* [GOAL OF THE EXERCISE]: Identify all lines below that hold "jacket" and collect them.

* [DATA RECORDS]:
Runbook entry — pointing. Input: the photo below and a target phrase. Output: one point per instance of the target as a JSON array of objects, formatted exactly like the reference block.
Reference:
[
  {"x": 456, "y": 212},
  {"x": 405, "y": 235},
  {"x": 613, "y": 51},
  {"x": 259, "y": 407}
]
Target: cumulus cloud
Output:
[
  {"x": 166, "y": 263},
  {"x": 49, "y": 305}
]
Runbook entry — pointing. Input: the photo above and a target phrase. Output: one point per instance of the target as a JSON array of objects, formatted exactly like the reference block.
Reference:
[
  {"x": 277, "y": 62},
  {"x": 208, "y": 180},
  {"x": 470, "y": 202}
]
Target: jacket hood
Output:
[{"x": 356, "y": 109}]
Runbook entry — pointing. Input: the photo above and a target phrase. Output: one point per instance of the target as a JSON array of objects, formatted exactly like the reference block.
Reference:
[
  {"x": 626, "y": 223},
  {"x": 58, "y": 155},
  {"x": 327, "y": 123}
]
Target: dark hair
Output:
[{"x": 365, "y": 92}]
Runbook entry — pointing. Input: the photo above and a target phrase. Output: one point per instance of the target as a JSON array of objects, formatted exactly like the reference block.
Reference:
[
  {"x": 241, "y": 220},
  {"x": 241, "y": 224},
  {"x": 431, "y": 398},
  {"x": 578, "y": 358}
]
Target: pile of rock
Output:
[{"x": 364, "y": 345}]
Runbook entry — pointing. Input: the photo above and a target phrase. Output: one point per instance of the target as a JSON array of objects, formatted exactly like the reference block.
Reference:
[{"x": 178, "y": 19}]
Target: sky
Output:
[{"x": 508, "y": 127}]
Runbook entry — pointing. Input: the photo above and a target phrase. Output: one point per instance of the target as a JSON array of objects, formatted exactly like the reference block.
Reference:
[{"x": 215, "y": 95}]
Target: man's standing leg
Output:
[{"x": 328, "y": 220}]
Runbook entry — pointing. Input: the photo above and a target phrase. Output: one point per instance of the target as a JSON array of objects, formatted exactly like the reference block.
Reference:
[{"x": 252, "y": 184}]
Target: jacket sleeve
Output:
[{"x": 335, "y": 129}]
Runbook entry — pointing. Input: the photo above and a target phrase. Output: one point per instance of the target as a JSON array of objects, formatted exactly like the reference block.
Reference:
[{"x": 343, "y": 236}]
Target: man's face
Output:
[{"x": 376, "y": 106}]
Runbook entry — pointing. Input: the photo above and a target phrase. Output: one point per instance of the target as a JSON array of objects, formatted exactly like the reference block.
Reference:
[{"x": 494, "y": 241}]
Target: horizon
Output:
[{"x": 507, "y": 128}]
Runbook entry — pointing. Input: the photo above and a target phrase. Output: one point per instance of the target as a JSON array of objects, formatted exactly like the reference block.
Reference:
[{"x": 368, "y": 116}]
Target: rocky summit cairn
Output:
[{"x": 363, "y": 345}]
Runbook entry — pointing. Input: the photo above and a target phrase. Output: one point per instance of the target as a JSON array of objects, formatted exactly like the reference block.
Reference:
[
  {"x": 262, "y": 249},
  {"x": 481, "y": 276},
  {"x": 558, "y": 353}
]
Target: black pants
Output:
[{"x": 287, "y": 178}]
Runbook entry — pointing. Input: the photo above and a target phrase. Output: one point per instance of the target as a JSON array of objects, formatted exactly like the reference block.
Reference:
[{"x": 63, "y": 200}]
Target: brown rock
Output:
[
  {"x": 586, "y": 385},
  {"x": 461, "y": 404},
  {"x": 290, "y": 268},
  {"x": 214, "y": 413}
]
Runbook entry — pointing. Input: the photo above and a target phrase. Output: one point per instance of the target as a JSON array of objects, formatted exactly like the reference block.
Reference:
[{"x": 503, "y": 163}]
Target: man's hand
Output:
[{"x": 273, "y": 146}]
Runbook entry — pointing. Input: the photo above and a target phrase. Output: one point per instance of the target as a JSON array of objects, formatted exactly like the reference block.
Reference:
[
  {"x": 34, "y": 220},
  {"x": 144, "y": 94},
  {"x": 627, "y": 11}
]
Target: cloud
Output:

* [ANSWER AREA]:
Target: jacket hood
Target: jacket sleeve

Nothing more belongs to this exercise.